Written task a:
Reproduce the passage of the transparency alert that begins at the words "Ready, set, go." and stops after "January 1, 2025.", character for character.
### Selection ###
U.S. Transparency Updates

Bilzin Sumberg
Contact

Bilzin Sumberg

The United States has started with a bang for 2024 with respect to transparency initiatives. The initiatives affect real estate, financial and business sectors. This alert provides a brief overview of the developments in these areas. We will continue to monitor these developments and their implementation to ensure that we are ready to advise you.

Corporate Transparency Act – Dead or Alive?

Ready, set, go. The Corporate Transparency Act (“CTA”) went into effect January 1, 2024. Reporting companies can now go to the Financial Crimes Enforcement Network (“FinCEN”) website (https://boiefiling.fincen.gov/) to file their beneficial ownership information reports.1 FinCEN’s director announced that in the first week of January 2024, more than 100,000 companies successfully filed their beneficial ownership information (“BOI”) reports, and that as of February 14, 2024 FinCEN received more than 430,000 BOI reports. FinCEN anticipates that tens of millions of companies will need to file such a report by January 1, 2025.
###
Written task b:
Please rewrite the rows from the line that contains "In the picture above, where can the balcony" through the end of the rows, replacing "armchair" with "lounge chair" and keeping everything else the same. Leave the pictures out of your answer.
### Material provided ###
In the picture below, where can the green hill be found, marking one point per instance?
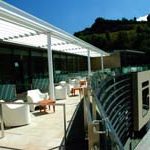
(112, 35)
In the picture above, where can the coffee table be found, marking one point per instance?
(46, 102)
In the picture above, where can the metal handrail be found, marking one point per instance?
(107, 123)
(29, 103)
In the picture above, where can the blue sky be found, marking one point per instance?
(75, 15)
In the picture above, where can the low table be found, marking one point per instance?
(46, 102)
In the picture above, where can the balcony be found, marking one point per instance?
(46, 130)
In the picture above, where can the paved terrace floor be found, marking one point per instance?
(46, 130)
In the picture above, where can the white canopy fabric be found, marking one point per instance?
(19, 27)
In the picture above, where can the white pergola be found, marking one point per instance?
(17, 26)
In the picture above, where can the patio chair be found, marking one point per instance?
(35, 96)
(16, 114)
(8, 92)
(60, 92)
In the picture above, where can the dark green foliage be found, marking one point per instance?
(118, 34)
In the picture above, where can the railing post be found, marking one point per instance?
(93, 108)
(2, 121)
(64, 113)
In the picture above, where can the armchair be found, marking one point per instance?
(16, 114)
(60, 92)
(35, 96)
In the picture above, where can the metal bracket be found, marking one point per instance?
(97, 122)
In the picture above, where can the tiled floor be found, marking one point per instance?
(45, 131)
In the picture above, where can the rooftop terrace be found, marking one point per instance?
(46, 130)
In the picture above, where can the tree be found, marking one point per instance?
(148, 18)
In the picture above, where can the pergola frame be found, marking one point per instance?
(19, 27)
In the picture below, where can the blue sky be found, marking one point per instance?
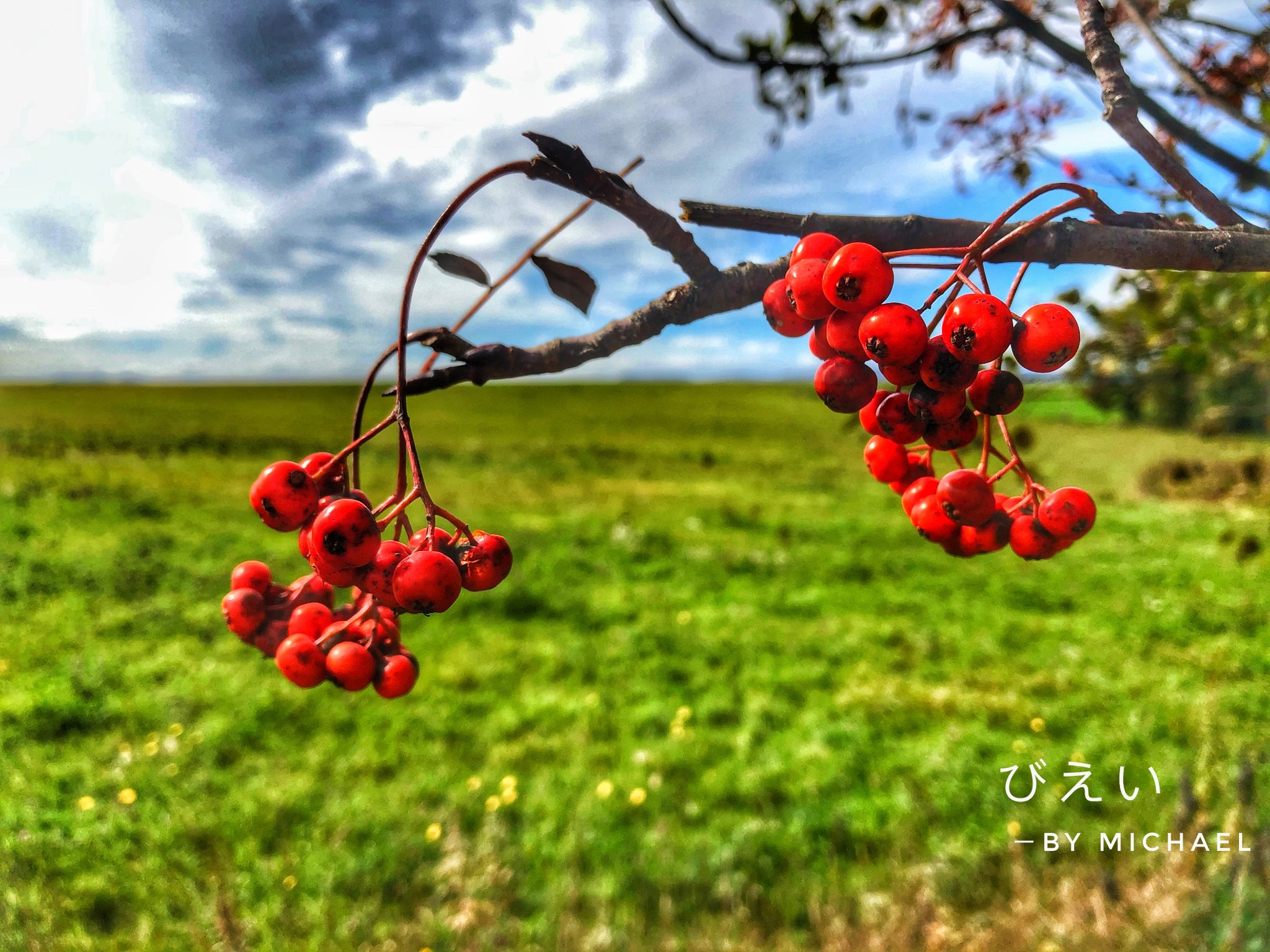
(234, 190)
###
Exercise solution a:
Ready, set, go. The Corporate Transparency Act (“CTA”) went into effect January 1, 2024. Reporting companies can now go to the Financial Crimes Enforcement Network (“FinCEN”) website (https://boiefiling.fincen.gov/) to file their beneficial ownership information reports.1 FinCEN’s director announced that in the first week of January 2024, more than 100,000 companies successfully filed their beneficial ownership information (“BOI”) reports, and that as of February 14, 2024 FinCEN received more than 430,000 BOI reports. FinCEN anticipates that tens of millions of companies will need to file such a report by January 1, 2025.

Exercise solution b:
In the picture above, where can the balcony be found, marking one point per instance?
(46, 130)
In the picture above, where can the paved terrace floor be found, marking one point per instance?
(46, 130)
In the picture above, where can the white canopy fabric be found, marking one point per instance?
(19, 27)
In the picture above, where can the white pergola be found, marking one point per instance?
(17, 26)
In the picture above, where can the patio chair be found, marking one point per instance?
(35, 96)
(16, 114)
(8, 92)
(60, 92)
In the picture above, where can the dark green foliage be found, marking one point per instance?
(118, 34)
In the picture above, where can the railing post be found, marking one point per instance?
(93, 108)
(2, 121)
(64, 113)
In the picture above, where can the lounge chair be found, marking one point per instance?
(16, 114)
(60, 92)
(35, 96)
In the picture above, where can the metal bracket be found, marking one point per instance?
(97, 122)
In the picture above, where can the tiled floor be found, marking one point per instance?
(45, 131)
In the picture above, where can the rooftop terrace be found, marking one point per instance?
(46, 130)
In the picture above, where can the tree be found, marking one point per instance?
(148, 18)
In the picture above, where can the pergola frame be found, marking one point per instance?
(19, 27)
In the picture below, where can the blue sky be found, marking one point per instance?
(234, 190)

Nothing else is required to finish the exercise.